— TASK ITEM —
Keep every line in which "smiling" occurs and drop the rest of the data.
*** Block opens ***
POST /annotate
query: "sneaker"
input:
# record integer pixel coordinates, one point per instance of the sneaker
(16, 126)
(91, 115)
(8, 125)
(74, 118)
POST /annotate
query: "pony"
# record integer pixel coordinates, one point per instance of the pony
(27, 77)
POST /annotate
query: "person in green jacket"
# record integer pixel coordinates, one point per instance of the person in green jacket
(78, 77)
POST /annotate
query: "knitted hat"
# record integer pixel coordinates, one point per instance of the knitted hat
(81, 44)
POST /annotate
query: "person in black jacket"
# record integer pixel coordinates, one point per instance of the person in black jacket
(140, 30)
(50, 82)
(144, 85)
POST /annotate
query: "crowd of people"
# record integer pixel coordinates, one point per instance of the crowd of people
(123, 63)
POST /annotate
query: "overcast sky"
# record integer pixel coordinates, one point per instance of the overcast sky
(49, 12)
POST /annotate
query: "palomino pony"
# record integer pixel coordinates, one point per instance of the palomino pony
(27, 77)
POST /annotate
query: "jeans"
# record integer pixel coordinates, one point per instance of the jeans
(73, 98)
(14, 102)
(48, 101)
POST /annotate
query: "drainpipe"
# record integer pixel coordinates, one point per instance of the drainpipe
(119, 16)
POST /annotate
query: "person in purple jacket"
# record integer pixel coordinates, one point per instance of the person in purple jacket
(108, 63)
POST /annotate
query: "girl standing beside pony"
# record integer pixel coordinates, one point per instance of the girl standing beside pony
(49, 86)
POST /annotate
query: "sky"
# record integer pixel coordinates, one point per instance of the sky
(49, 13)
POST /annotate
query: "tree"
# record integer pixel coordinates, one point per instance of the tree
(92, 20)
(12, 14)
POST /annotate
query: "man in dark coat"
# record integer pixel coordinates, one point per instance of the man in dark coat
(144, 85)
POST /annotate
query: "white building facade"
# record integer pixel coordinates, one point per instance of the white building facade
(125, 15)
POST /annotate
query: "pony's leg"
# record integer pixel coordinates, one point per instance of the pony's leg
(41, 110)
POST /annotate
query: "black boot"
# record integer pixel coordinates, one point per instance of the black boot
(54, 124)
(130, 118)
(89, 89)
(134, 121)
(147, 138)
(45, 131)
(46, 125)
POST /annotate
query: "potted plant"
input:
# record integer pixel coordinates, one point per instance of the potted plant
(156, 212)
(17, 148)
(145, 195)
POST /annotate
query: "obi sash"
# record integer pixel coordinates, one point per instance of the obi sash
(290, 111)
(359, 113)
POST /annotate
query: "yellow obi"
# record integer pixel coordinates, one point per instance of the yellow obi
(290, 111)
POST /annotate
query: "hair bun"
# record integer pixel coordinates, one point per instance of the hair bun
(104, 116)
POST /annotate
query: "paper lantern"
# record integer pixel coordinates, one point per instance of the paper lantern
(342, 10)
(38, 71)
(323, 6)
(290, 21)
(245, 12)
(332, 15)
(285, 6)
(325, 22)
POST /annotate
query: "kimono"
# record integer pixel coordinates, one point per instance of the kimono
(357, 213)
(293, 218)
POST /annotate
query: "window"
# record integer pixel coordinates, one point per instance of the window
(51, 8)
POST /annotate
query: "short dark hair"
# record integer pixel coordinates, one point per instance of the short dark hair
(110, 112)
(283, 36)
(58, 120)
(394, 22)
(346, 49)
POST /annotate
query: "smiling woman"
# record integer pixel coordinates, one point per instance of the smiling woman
*** Block closes ***
— REPLY TO THE EXERCISE —
query: "smiling woman"
# record integer pixel coordinates, one point per instance of the smiling woman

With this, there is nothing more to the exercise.